[Begin Entries supplied]

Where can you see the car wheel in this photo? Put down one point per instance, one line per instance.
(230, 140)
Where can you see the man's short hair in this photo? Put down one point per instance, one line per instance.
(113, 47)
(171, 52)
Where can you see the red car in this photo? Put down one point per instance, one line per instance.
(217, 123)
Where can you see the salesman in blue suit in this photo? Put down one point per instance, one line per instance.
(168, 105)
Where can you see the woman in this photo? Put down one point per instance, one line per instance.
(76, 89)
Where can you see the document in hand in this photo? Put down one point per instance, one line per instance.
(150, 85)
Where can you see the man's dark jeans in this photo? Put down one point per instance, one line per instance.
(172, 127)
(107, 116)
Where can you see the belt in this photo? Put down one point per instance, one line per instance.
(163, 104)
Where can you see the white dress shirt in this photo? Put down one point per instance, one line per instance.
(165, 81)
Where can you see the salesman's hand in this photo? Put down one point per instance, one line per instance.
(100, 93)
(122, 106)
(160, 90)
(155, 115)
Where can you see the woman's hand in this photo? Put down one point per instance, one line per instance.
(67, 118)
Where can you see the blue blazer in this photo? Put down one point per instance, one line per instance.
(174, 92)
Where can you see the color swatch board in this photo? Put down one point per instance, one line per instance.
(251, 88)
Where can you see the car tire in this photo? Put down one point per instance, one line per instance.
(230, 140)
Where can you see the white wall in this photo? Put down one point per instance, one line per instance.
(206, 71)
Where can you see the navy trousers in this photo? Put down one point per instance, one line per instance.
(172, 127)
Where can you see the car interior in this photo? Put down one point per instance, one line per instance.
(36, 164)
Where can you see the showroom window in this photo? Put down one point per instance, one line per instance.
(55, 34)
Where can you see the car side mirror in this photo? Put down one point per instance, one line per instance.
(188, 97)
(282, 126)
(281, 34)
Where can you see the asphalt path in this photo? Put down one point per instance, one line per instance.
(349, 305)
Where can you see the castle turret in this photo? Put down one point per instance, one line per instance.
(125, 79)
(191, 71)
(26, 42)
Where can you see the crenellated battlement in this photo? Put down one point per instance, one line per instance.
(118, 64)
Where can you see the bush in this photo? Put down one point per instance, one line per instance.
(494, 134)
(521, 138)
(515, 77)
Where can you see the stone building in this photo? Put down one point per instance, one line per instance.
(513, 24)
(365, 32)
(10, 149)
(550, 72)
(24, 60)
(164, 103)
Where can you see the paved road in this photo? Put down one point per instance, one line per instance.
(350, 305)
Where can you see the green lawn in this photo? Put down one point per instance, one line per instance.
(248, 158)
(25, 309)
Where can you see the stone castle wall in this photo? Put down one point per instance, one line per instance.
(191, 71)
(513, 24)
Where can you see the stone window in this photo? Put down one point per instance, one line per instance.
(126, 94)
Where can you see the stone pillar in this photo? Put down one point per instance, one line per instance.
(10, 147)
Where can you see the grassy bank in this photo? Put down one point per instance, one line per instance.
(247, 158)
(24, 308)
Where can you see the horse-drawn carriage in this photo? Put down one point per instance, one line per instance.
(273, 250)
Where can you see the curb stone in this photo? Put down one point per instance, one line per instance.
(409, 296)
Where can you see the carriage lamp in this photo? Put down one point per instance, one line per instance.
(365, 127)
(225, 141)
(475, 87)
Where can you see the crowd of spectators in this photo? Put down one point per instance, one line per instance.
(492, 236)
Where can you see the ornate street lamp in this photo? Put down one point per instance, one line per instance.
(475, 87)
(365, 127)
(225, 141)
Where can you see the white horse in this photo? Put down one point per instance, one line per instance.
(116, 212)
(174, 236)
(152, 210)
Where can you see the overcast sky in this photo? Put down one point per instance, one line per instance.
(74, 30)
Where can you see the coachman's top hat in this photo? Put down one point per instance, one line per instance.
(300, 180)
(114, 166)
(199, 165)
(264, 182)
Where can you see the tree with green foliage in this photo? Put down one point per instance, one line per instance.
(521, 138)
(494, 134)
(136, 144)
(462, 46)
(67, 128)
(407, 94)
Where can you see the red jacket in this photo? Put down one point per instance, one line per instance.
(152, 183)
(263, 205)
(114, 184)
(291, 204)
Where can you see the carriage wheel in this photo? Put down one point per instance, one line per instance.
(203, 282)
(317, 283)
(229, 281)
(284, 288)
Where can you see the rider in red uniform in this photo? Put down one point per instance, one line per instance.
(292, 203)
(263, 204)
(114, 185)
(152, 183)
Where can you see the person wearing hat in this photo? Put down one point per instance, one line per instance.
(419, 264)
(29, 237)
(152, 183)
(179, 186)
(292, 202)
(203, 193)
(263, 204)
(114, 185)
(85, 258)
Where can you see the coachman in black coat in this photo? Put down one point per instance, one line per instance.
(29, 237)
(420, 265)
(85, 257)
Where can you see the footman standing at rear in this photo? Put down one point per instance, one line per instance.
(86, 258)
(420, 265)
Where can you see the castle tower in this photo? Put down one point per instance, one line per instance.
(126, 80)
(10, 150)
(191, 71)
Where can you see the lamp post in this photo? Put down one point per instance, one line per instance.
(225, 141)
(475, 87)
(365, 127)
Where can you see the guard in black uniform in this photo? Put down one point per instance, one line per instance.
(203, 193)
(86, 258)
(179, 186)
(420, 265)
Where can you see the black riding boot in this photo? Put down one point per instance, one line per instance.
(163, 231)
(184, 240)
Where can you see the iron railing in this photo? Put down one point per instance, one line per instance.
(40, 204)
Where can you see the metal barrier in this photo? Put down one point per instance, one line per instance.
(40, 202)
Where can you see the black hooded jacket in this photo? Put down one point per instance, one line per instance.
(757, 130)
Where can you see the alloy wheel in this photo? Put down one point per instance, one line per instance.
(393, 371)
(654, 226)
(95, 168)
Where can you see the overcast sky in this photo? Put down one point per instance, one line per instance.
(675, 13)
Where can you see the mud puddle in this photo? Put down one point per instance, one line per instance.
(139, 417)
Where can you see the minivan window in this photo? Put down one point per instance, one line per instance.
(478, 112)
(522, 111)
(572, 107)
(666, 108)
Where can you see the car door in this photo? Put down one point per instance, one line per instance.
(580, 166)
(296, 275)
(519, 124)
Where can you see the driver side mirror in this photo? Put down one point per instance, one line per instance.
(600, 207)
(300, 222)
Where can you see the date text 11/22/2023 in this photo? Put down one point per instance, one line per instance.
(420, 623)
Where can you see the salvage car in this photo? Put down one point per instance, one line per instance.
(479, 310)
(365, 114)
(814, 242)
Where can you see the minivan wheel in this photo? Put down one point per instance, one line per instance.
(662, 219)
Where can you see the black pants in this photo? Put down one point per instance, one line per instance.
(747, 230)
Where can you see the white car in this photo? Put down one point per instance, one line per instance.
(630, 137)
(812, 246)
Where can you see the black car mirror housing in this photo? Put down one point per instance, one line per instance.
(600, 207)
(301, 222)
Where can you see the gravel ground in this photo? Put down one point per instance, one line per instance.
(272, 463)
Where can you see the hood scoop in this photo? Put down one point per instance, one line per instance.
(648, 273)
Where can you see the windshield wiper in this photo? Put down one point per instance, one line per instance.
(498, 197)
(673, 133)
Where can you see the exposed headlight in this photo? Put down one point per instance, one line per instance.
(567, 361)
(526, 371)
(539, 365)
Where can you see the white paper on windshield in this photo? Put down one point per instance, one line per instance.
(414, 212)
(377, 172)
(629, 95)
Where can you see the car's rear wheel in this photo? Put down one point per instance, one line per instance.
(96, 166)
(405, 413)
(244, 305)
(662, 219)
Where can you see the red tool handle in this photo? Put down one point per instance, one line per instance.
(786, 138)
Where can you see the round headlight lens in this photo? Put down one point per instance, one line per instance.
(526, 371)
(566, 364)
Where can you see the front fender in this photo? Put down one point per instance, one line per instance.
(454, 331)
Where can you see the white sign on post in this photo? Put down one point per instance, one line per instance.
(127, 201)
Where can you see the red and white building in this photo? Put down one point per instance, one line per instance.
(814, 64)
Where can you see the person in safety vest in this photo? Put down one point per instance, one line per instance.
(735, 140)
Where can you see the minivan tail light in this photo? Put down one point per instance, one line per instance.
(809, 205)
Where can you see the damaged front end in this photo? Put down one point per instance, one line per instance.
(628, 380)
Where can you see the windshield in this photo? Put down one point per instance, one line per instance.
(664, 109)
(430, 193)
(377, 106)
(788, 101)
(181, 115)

[End Entries supplied]

Set exercise – Rescale the part of the entries that opens with the line containing "Where can you see the damaged" and closes with the final line of the entries, both ends included. Reproduce every line, requests included, and multiply each coordinate in the answers by 2.55, rounding to whole numbers with halves rounded up.

Response to the exercise –
Where can you see the damaged front end in this photo? Put down one point per instance, one line per instance.
(1601, 969)
Where can you see the windshield in this photo? Put down one point per instance, one line per instance.
(1693, 278)
(1097, 492)
(961, 270)
(2009, 258)
(462, 293)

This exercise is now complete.